## start PROVIDED RECORDS

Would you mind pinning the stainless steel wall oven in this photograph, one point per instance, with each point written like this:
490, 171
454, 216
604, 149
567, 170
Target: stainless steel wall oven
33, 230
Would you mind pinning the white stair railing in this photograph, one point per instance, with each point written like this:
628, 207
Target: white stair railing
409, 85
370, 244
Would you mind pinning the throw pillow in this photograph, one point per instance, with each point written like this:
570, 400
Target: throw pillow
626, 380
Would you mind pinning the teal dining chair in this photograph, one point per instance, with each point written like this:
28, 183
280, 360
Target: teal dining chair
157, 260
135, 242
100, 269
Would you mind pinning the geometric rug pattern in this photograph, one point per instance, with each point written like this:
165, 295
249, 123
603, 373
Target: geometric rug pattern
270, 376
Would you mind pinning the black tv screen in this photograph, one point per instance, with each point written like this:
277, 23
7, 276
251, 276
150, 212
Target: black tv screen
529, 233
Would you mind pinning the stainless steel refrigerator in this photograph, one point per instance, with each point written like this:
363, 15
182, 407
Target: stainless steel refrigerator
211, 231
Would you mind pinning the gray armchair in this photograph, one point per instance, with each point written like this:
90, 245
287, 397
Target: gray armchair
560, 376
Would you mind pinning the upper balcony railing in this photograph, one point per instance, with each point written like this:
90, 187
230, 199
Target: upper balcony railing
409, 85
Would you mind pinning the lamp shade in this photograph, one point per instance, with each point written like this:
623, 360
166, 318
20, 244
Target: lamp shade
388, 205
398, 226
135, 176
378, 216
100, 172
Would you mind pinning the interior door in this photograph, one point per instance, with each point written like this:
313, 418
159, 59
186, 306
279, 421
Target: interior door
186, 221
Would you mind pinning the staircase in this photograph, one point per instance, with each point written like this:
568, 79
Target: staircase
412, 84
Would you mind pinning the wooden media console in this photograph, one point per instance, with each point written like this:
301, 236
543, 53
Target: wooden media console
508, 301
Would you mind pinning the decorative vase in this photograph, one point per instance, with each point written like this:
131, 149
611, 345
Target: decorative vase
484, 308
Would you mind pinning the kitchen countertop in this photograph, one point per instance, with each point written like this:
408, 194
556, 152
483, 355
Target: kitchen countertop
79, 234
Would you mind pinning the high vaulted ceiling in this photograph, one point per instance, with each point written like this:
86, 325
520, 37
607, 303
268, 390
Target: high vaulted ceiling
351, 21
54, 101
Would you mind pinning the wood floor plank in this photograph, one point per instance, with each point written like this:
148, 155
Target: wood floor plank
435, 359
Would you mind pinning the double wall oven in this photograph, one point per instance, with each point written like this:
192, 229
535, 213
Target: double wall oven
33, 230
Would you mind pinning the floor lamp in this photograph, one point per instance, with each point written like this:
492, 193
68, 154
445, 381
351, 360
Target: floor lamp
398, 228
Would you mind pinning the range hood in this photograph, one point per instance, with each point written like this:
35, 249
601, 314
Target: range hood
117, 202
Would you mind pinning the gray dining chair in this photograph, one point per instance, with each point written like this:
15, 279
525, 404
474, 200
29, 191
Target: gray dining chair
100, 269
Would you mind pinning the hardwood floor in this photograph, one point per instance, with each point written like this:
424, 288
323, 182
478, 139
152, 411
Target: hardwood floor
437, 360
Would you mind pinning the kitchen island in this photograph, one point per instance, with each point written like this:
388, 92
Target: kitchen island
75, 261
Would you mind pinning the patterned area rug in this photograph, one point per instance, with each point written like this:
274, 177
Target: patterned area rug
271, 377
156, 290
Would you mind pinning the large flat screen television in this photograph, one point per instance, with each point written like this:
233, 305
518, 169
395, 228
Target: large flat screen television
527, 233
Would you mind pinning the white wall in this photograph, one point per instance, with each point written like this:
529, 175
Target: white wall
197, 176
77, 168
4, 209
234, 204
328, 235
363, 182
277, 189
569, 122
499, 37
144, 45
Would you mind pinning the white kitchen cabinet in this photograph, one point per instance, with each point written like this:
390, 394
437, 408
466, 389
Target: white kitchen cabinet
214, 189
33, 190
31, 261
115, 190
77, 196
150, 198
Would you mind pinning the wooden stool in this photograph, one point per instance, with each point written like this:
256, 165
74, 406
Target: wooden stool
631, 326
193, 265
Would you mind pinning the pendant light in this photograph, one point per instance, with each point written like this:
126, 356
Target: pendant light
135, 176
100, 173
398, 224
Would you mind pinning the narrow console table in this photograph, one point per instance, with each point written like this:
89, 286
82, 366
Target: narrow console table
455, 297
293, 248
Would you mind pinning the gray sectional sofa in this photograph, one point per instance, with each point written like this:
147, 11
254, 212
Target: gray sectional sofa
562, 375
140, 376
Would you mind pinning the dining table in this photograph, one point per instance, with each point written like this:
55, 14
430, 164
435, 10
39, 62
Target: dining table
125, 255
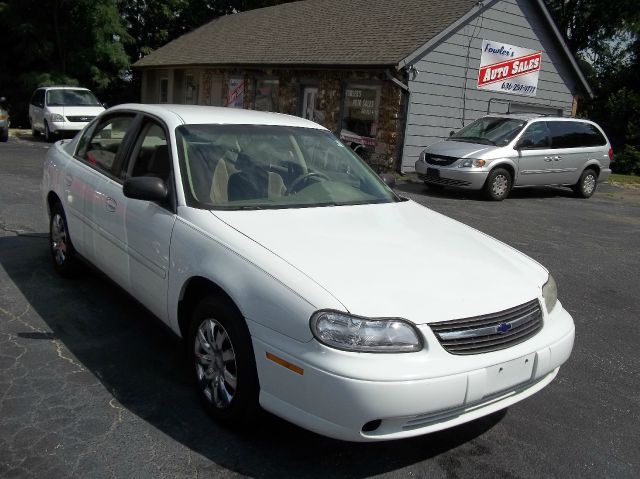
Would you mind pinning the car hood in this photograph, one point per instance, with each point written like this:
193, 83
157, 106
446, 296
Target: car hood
460, 149
77, 110
396, 259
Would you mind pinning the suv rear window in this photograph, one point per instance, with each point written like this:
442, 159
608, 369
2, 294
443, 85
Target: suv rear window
574, 134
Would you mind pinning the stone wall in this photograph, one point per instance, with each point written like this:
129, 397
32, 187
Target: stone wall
331, 85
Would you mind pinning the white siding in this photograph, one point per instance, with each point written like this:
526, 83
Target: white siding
437, 94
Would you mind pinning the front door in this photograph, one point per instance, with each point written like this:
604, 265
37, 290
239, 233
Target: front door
309, 96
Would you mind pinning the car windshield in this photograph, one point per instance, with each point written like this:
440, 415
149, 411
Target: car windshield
490, 131
260, 166
69, 97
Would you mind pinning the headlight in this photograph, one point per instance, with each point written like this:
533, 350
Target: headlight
353, 333
550, 293
470, 162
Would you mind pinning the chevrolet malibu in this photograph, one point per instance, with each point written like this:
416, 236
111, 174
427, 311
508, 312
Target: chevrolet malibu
256, 237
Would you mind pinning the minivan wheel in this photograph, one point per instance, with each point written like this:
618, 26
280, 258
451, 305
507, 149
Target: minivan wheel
587, 184
223, 362
63, 254
48, 136
498, 184
35, 133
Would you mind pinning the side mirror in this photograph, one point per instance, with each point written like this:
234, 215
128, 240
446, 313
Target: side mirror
388, 179
147, 188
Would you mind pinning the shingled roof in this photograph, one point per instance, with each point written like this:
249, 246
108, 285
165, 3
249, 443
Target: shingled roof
314, 32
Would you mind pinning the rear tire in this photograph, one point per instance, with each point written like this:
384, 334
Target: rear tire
63, 254
498, 184
223, 362
587, 184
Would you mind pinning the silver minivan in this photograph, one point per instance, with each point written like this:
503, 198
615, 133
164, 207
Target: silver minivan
497, 152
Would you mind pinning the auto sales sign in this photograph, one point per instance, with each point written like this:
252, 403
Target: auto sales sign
509, 69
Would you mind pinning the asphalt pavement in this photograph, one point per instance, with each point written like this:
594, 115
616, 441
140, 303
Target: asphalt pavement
91, 385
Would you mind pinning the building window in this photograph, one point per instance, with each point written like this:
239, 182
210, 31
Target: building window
267, 92
164, 90
360, 115
190, 90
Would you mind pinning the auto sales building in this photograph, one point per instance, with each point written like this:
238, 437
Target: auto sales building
388, 78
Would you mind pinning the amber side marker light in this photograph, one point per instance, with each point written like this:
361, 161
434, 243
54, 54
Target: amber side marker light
286, 364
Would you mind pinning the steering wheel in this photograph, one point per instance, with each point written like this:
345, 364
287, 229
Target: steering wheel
302, 181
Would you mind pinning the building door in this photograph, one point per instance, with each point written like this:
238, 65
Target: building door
215, 93
309, 96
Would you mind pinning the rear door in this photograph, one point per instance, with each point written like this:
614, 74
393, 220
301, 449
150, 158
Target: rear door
535, 156
104, 205
148, 225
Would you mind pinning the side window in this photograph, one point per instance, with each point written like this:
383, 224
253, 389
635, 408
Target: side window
570, 134
593, 137
151, 155
536, 136
100, 145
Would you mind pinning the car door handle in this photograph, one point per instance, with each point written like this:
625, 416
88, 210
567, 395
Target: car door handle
110, 204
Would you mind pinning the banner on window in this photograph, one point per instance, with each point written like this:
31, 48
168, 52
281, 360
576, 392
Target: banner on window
235, 97
509, 69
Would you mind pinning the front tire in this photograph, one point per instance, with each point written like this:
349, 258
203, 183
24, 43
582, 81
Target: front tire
48, 136
63, 254
498, 184
587, 184
223, 362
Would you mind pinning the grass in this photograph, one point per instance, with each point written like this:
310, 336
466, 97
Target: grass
625, 179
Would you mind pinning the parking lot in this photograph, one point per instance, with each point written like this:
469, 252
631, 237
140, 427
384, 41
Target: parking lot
91, 385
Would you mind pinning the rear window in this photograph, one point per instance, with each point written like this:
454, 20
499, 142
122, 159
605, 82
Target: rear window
574, 134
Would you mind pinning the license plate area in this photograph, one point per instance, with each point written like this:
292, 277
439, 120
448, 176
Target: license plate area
510, 374
433, 173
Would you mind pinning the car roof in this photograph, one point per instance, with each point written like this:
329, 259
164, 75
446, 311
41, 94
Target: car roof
63, 87
175, 115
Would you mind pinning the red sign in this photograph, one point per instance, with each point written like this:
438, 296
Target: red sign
511, 68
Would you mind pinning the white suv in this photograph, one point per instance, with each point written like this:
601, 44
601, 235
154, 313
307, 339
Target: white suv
62, 110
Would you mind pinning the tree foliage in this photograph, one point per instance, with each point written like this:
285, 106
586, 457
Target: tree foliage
604, 36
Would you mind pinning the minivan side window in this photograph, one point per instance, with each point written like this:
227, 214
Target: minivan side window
536, 136
100, 145
574, 134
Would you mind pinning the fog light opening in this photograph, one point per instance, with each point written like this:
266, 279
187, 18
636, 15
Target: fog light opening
372, 425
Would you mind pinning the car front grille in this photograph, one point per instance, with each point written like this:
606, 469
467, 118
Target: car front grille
430, 178
78, 119
439, 160
490, 332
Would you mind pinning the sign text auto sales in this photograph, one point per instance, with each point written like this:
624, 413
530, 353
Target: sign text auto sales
509, 69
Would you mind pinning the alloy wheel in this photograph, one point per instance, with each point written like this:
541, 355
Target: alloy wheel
216, 366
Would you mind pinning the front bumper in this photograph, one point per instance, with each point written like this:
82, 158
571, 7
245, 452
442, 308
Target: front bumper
469, 178
66, 128
453, 389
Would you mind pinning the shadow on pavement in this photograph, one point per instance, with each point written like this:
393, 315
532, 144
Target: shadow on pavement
142, 366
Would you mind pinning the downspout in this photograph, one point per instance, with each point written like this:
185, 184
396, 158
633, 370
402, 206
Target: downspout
402, 120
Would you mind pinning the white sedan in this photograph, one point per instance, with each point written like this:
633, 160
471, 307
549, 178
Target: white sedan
259, 238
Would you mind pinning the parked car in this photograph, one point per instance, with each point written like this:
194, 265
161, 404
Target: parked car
4, 120
57, 111
497, 152
257, 238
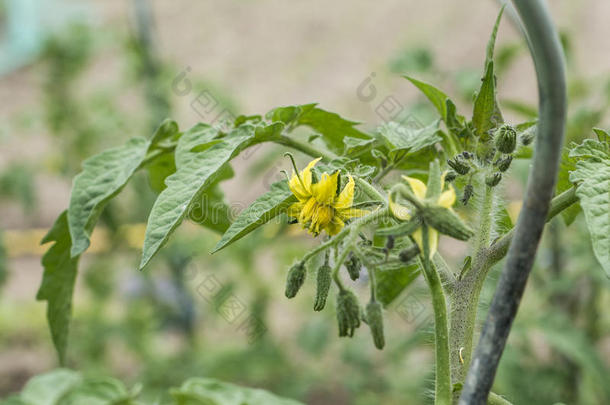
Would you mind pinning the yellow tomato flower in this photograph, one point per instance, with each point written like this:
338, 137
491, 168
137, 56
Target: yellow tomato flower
320, 206
446, 200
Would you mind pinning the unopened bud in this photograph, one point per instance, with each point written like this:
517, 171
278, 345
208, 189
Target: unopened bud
446, 222
468, 193
348, 313
323, 279
295, 279
459, 164
506, 139
493, 179
408, 254
374, 318
450, 176
353, 266
504, 163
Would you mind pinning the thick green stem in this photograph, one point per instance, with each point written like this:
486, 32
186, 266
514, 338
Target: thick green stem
441, 325
465, 297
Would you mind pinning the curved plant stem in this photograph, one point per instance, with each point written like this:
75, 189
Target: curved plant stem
548, 58
441, 325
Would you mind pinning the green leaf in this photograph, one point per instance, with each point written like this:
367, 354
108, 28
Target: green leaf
602, 135
207, 391
331, 126
197, 171
401, 138
391, 283
592, 175
261, 211
50, 388
436, 96
486, 114
58, 283
491, 44
566, 166
159, 169
104, 176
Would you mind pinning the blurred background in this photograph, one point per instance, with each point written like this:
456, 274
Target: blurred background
77, 77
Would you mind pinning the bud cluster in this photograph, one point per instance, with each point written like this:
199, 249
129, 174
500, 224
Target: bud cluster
348, 313
374, 318
295, 279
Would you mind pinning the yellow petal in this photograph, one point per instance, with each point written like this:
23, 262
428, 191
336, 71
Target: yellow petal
308, 211
418, 187
399, 211
447, 198
295, 209
325, 190
346, 198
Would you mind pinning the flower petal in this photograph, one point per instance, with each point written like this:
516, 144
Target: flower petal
325, 191
295, 209
346, 198
447, 198
417, 186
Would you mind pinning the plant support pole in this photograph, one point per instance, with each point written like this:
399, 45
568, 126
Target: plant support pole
548, 59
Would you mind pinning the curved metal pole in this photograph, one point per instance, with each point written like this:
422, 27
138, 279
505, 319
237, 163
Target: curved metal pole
548, 59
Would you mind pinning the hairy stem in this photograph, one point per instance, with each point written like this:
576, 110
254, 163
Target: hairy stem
550, 68
441, 325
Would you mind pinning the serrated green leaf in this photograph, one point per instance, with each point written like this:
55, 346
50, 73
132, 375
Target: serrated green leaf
104, 176
400, 138
566, 166
602, 136
486, 113
391, 283
436, 96
196, 172
49, 388
207, 391
592, 175
167, 129
57, 284
159, 169
331, 126
491, 44
261, 211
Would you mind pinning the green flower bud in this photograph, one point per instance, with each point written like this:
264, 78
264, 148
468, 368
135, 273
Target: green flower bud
322, 286
295, 279
459, 164
408, 254
506, 139
468, 193
446, 222
493, 179
353, 266
348, 313
504, 163
374, 318
450, 176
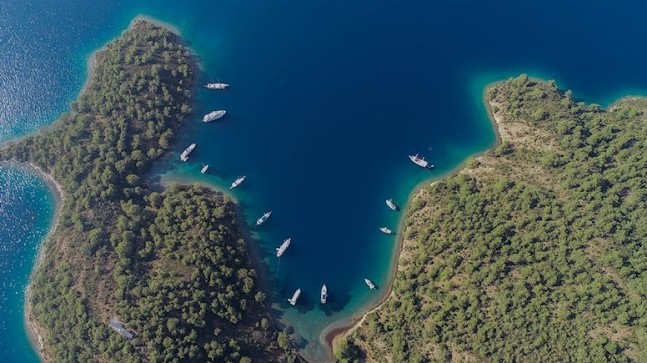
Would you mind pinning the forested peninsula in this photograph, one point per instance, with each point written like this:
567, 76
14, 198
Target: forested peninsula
534, 251
168, 267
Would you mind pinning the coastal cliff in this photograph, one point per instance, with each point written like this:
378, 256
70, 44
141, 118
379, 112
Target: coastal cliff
130, 274
533, 251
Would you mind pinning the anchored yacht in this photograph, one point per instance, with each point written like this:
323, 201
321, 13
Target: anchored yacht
213, 115
324, 294
284, 246
420, 161
217, 85
295, 297
185, 154
369, 283
237, 182
263, 218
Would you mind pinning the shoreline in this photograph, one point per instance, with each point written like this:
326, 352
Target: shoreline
33, 330
34, 333
340, 330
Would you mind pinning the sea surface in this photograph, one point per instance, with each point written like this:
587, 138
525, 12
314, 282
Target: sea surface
327, 99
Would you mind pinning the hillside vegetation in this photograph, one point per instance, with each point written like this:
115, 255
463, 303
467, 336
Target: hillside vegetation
535, 252
171, 265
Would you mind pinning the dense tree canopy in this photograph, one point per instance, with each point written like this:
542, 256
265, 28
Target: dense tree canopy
171, 265
536, 251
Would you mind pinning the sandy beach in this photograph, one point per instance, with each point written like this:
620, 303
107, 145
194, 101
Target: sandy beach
340, 330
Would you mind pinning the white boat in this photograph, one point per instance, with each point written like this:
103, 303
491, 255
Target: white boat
324, 294
185, 154
238, 181
420, 161
217, 85
369, 283
263, 218
213, 115
284, 246
295, 297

## end PROVIDED RECORDS

- SET TASK -
All lines from the one with "Would you mind pinning the dense" through the final line above are to be quoted exactly; quote no other line.

- RIGHT ANSWER -
Would you mind pinning the dense tree canopy in this photograph, one point per instance, with each point written like this:
542, 256
265, 28
Target: dense tree canopy
171, 265
536, 251
Would you mind pinning the sandy beach in this photograph, one point per instance, with each point written like this:
620, 303
107, 145
194, 101
Target: sandy beach
340, 330
Would you mind pinning the white boat in this photograph, one point per instance, with each point written like this:
103, 303
491, 255
Target: white boat
324, 294
185, 154
238, 181
420, 161
217, 85
369, 283
263, 218
213, 115
284, 246
295, 297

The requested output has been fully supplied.